Directions for this task: Below are some records. Return exactly the lines from the one with "x=957, y=457" to the one with "x=757, y=127", and nothing else.

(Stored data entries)
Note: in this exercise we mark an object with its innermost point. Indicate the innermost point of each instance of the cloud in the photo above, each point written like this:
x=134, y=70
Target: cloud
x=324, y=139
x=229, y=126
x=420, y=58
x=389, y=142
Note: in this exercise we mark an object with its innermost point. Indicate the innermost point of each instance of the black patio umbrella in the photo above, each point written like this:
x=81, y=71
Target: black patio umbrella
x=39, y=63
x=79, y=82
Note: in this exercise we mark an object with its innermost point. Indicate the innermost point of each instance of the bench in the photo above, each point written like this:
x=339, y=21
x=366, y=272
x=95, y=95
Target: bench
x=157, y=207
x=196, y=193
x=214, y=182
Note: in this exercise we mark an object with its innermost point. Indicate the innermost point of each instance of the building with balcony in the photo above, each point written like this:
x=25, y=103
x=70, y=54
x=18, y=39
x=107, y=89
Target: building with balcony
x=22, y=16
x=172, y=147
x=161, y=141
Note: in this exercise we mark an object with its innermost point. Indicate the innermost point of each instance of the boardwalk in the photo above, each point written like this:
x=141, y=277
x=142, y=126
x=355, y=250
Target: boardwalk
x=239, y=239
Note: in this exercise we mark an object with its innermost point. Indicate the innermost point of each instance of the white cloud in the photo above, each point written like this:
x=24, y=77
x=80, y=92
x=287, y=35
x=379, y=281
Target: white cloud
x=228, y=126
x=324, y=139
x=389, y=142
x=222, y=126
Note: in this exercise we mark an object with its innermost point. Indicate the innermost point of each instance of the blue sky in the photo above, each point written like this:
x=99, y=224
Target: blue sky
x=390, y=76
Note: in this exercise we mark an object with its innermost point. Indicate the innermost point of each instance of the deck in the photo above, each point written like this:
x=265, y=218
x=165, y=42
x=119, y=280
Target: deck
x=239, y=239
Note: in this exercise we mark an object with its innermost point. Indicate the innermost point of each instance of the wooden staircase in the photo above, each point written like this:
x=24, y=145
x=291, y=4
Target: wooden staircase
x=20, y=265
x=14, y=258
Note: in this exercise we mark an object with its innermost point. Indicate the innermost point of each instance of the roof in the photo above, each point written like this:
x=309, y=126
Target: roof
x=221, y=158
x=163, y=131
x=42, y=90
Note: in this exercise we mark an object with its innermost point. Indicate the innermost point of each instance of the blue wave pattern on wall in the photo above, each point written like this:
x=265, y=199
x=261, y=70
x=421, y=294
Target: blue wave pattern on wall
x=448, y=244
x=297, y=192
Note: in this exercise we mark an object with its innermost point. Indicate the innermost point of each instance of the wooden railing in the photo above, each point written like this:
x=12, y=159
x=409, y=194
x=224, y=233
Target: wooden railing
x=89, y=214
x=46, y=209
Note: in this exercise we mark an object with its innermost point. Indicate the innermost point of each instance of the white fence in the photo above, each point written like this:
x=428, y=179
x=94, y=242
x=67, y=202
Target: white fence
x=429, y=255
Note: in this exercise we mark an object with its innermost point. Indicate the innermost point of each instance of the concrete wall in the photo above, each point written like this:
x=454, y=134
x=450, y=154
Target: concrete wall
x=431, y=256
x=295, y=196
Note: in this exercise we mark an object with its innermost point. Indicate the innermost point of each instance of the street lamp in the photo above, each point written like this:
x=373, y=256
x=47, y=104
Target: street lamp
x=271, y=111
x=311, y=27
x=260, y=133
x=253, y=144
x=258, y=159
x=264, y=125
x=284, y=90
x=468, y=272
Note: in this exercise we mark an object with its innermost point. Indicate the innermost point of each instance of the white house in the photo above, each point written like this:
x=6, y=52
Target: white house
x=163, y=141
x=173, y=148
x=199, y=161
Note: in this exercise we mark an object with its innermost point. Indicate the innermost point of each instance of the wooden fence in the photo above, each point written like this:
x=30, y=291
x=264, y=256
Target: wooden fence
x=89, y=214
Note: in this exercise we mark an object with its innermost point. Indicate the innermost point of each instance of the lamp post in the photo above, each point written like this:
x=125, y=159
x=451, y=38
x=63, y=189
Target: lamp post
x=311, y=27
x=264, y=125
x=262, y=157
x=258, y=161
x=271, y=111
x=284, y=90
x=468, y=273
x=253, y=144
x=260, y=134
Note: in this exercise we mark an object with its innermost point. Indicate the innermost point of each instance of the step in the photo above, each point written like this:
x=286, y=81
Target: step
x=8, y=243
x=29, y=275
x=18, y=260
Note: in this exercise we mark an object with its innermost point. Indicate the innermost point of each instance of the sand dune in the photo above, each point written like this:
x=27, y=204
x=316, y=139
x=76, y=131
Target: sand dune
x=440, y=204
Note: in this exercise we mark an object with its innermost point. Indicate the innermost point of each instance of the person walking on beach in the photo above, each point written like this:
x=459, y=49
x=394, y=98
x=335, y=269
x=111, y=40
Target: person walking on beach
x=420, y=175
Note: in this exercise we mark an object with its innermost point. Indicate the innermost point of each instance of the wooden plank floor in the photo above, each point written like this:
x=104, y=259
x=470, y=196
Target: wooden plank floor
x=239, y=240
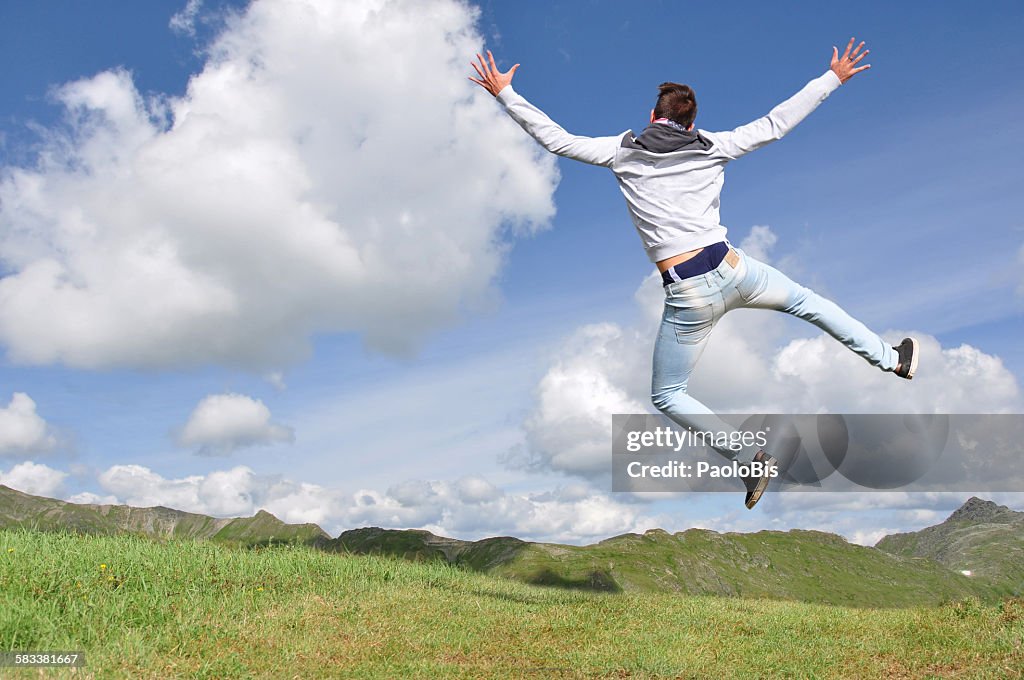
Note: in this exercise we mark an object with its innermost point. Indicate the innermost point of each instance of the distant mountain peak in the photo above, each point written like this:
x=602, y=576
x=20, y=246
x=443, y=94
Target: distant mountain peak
x=979, y=511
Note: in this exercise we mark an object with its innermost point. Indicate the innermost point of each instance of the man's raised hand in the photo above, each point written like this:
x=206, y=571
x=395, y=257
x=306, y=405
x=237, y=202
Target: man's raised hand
x=492, y=79
x=846, y=68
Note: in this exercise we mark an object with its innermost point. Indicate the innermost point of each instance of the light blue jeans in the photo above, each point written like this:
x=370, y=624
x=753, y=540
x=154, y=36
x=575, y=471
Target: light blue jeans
x=693, y=305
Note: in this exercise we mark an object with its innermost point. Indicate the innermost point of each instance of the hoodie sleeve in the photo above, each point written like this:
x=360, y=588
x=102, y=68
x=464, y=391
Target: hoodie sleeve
x=596, y=151
x=779, y=120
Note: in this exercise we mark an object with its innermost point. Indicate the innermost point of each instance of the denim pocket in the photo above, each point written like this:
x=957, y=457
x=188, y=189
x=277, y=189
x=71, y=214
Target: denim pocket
x=691, y=325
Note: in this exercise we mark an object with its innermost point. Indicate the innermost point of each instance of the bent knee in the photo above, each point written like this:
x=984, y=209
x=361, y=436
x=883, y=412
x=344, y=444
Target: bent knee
x=663, y=398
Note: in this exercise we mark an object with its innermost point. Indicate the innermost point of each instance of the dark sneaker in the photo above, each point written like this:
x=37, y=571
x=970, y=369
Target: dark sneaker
x=908, y=353
x=757, y=483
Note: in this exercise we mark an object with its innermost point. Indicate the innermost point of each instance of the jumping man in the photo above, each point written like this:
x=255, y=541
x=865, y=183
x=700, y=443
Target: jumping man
x=671, y=176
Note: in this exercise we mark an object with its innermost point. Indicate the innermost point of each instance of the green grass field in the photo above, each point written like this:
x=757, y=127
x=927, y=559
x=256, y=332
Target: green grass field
x=139, y=608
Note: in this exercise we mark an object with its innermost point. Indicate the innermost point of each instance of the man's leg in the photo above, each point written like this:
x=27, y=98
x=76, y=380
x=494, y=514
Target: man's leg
x=686, y=326
x=760, y=286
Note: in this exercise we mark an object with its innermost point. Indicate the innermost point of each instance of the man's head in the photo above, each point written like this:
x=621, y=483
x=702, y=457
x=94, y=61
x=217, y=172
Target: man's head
x=677, y=102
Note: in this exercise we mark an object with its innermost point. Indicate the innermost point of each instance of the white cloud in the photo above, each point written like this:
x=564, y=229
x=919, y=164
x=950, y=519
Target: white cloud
x=23, y=430
x=221, y=423
x=328, y=157
x=183, y=22
x=750, y=366
x=92, y=499
x=34, y=478
x=598, y=373
x=468, y=508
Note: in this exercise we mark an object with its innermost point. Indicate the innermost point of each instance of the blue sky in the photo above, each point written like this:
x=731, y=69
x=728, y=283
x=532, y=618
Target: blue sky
x=898, y=198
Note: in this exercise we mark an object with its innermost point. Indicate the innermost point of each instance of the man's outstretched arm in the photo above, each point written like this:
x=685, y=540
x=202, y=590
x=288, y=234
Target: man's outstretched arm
x=596, y=151
x=787, y=115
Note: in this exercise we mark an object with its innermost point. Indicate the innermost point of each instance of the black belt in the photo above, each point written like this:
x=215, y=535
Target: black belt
x=705, y=261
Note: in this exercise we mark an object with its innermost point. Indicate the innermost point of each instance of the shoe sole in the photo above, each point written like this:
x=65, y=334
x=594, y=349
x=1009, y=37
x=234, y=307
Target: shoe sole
x=758, y=492
x=913, y=358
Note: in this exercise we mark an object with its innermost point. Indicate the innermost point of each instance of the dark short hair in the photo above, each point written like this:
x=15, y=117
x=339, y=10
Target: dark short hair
x=677, y=102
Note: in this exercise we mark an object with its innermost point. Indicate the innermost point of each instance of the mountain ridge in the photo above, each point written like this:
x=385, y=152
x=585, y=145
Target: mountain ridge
x=803, y=564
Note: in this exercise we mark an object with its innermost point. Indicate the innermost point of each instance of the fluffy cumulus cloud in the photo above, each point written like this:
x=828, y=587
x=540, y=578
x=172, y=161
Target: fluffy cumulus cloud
x=470, y=507
x=23, y=430
x=751, y=365
x=183, y=22
x=221, y=423
x=325, y=160
x=34, y=478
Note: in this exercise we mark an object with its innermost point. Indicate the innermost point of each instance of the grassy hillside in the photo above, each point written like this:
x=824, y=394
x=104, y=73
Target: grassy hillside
x=981, y=537
x=804, y=565
x=140, y=608
x=35, y=512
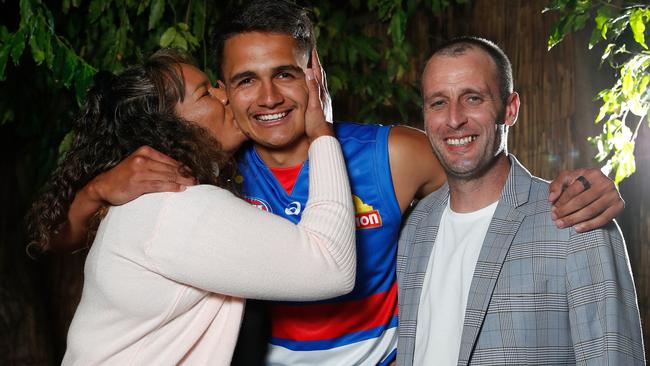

Task result:
x=957, y=457
x=188, y=189
x=277, y=189
x=71, y=214
Target: denim pocket
x=691, y=325
Note: in this exercise we mark an object with its innermost point. Indicate the innermost point of each instance of the bent knee in the photo above, each point written like this:
x=984, y=209
x=361, y=436
x=883, y=412
x=344, y=444
Target: bent knee
x=663, y=398
Note: in this exercise we mark an object with its innermost point. Indicate the innermost point of each instance of the dark sneaker in the photo above, each point written like this:
x=37, y=571
x=970, y=369
Target: dark sneaker
x=908, y=353
x=757, y=483
Note: in this exercise we mark an object with its innermost point. Indicate the innermost point of each instance of the jumping man in the photo above, each point written like this:
x=255, y=541
x=865, y=183
x=700, y=443
Target: jumping man
x=671, y=176
Note: in this exercise we mark an object with its innermost point. Indicate the innermost point of each instance of the green grass field in the photo above, each point written like this:
x=757, y=127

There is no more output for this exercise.